Issues with the road were first raised by him in a letter to council in March of 2003, and a story appeared in the Gippsland Times in April of that year.

“We have been fighting for this for years and I may as well talk to that wall because they do not listen,” he said.

The road services five other roads which include Luckmans, Springs, Locks and Back Wombat roads, all of which have either been sealed or partially sealed.

“How can council have a budget surplus of $14.5 million but not have enough money to seal the road?” Mr Maskrey questioned.

Wellington Shire Council Mayor Ian Bye said roads such as Warrigal-Toms Creek did not get enough traffic to be sealed by council.

“While many residents would understandably like their road to be sealed, any work like that has to take into account a range of factors, such as traffic volumes,” Cr Bye said.

“Warrigal-Toms Creek Rd has relatively low usage, and council therefore has no plan to seal it.”

Residents and the Gippsland Times have asked to see the road counter numbers, but council did not respond to these requests.

“They did their counting in the middle of the week – they should see how many cars come up this road over the holiday period,” Mr Maskrey said.

Property owners along Warrigal-Toms Creek Rd are now seeing damage to the road which they say is making it almost impassable, especially for quarry trucks that regularly use the road.

“I watched one of the quarry trucks go through it and he nearly didn’t make it,” Mr Maskrey said.

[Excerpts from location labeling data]
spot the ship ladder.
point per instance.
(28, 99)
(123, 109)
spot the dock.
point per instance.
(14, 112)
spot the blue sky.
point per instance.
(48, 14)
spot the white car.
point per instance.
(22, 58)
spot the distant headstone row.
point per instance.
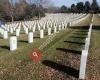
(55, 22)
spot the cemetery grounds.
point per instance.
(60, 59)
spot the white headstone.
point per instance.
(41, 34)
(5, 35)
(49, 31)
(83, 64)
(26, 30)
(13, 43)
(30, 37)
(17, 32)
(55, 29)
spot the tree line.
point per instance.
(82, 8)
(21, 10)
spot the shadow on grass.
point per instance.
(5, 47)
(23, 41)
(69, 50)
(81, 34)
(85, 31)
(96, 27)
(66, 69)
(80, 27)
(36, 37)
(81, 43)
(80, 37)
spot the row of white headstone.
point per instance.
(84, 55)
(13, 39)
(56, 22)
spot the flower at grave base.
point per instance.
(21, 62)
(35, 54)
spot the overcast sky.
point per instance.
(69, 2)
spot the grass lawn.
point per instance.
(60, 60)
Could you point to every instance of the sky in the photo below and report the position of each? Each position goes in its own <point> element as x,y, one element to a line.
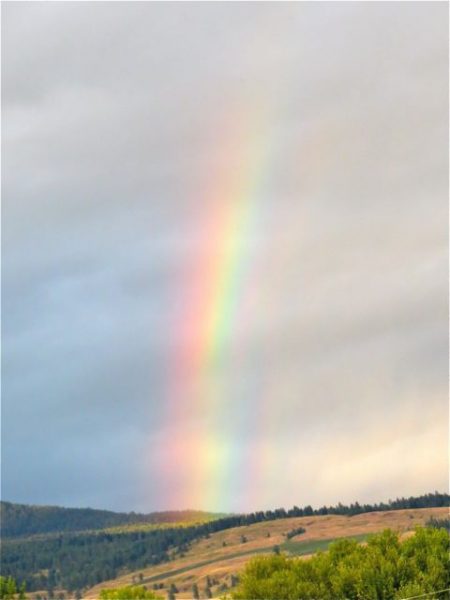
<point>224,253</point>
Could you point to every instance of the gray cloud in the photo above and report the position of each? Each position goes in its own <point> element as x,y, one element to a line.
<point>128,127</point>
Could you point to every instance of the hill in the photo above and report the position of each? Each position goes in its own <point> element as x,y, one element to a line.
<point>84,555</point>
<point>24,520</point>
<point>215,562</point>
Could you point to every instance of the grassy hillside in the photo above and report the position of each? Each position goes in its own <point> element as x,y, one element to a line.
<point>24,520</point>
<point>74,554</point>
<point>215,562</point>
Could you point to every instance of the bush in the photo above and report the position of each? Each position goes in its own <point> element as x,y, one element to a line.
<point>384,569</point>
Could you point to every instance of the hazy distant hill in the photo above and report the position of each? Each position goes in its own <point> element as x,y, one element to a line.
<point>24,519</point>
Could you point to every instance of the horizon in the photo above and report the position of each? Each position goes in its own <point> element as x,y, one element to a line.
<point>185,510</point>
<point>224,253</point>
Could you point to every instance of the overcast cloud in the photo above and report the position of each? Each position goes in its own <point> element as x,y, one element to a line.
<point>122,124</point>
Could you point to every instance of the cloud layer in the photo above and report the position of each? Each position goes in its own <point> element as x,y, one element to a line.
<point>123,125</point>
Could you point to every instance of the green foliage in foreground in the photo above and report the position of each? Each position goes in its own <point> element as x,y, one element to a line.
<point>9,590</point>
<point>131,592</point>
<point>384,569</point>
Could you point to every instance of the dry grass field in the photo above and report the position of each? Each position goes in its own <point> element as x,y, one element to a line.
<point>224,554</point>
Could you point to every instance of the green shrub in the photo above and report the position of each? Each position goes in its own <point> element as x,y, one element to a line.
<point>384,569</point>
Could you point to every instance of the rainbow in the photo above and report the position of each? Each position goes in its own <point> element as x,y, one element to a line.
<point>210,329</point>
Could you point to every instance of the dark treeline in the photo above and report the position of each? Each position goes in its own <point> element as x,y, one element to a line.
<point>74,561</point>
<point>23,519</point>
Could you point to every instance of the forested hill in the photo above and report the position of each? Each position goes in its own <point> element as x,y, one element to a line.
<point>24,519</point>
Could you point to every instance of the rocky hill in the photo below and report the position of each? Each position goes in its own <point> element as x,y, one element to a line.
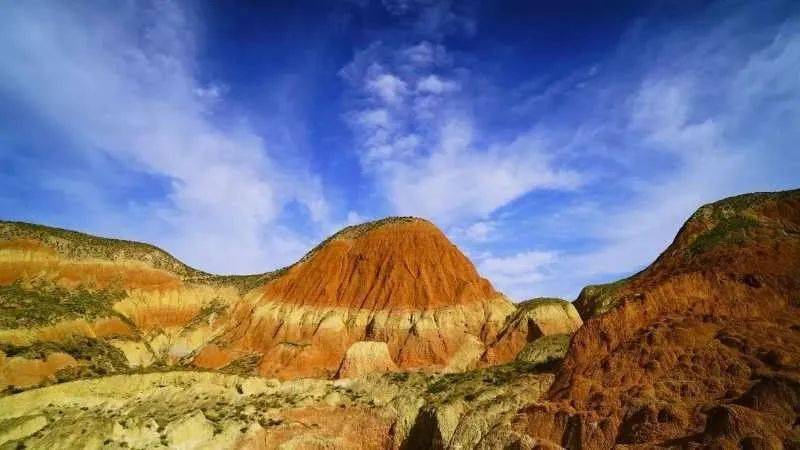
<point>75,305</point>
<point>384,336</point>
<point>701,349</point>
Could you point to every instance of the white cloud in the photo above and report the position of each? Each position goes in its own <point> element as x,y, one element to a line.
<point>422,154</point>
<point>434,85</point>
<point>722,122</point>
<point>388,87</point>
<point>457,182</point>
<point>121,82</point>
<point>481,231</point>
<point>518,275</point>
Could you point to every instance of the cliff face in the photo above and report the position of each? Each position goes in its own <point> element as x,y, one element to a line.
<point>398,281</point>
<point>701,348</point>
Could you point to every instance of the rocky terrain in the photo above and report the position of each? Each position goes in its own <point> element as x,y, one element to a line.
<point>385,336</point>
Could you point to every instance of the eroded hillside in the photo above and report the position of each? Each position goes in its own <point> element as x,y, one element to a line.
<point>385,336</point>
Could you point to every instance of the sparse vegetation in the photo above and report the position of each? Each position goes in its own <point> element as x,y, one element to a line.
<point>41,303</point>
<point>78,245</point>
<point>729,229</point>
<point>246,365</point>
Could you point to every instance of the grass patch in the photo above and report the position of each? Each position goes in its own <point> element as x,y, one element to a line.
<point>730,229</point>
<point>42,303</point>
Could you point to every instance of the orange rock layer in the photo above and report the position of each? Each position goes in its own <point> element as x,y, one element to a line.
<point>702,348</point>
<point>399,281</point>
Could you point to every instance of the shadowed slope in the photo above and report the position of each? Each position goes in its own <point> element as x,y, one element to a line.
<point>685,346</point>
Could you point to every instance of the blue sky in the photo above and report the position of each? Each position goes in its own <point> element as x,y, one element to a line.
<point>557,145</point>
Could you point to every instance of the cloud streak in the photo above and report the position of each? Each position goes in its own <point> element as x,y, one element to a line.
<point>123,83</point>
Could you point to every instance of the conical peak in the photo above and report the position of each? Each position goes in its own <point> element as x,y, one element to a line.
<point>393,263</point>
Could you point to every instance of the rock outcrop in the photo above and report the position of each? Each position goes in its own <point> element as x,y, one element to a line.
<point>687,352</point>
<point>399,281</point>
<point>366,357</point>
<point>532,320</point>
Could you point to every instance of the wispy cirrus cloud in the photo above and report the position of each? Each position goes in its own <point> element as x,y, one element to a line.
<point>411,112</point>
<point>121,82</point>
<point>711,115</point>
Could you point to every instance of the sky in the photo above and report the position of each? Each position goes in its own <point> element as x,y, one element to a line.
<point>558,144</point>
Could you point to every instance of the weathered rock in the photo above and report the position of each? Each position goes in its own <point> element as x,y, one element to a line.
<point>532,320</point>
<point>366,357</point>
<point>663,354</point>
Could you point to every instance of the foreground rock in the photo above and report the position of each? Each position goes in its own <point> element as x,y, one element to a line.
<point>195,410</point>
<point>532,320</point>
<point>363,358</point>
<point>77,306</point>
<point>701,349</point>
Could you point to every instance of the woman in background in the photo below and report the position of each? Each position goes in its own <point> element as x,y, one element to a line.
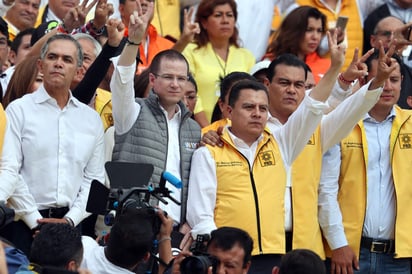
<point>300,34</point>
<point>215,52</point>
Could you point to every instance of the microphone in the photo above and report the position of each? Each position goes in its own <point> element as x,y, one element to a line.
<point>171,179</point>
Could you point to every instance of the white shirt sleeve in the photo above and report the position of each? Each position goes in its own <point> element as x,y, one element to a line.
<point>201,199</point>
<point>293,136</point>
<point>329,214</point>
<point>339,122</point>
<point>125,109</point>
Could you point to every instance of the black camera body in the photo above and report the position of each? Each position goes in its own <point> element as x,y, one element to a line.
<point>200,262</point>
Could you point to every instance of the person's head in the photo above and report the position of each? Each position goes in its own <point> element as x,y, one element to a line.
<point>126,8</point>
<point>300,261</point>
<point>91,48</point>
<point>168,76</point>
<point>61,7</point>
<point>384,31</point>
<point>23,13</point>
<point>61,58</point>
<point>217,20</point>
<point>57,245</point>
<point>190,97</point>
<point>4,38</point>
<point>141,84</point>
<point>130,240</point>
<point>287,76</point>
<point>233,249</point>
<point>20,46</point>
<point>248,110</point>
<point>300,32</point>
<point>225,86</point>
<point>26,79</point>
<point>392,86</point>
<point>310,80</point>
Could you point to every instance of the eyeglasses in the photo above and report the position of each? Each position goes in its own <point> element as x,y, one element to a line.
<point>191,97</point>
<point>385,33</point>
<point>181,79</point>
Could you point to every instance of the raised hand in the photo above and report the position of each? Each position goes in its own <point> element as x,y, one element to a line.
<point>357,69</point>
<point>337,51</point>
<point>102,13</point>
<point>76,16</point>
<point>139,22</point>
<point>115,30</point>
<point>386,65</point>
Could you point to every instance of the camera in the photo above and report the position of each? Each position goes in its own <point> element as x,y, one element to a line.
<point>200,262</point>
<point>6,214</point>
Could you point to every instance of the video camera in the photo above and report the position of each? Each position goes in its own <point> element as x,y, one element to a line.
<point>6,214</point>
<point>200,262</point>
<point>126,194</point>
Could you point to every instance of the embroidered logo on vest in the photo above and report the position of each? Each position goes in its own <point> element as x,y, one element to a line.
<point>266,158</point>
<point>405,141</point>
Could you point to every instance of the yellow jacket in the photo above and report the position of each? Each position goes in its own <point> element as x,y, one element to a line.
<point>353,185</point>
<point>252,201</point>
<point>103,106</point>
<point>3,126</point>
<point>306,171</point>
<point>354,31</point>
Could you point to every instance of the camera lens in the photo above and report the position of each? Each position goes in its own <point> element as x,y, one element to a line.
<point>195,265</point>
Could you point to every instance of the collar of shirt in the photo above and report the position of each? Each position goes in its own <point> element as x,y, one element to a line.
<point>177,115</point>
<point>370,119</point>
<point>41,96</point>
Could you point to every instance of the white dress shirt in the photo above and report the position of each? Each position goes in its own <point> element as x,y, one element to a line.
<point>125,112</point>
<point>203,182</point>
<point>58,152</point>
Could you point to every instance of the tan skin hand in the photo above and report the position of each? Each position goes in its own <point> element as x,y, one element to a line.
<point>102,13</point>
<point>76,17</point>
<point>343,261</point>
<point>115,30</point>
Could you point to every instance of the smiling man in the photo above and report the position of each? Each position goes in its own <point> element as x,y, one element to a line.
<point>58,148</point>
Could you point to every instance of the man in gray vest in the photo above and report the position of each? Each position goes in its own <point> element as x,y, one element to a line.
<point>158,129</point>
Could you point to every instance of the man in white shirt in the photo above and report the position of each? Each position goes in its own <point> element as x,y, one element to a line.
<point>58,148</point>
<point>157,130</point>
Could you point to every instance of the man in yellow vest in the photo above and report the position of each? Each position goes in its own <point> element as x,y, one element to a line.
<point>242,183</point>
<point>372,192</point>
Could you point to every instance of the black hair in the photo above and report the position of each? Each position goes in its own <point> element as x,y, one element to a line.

■ WRITTEN TASK 1 ■
Quote the Warrigal-Toms Creek Rd article starting with "Wellington Shire Council" and going on through "Cr Bye said.".
■ WRITTEN TASK 2 ■
In the Warrigal-Toms Creek Rd article, how large does Mr Maskrey say the council's budget surplus is?
The entries come from a separate source, not from the Warrigal-Toms Creek Rd article.

■ FINAL RESULT 1 ■
Wellington Shire Council Mayor Ian Bye said roads such as Warrigal-Toms Creek did not get enough traffic to be sealed by council.

“While many residents would understandably like their road to be sealed, any work like that has to take into account a range of factors, such as traffic volumes,” Cr Bye said.

■ FINAL RESULT 2 ■
$14.5 million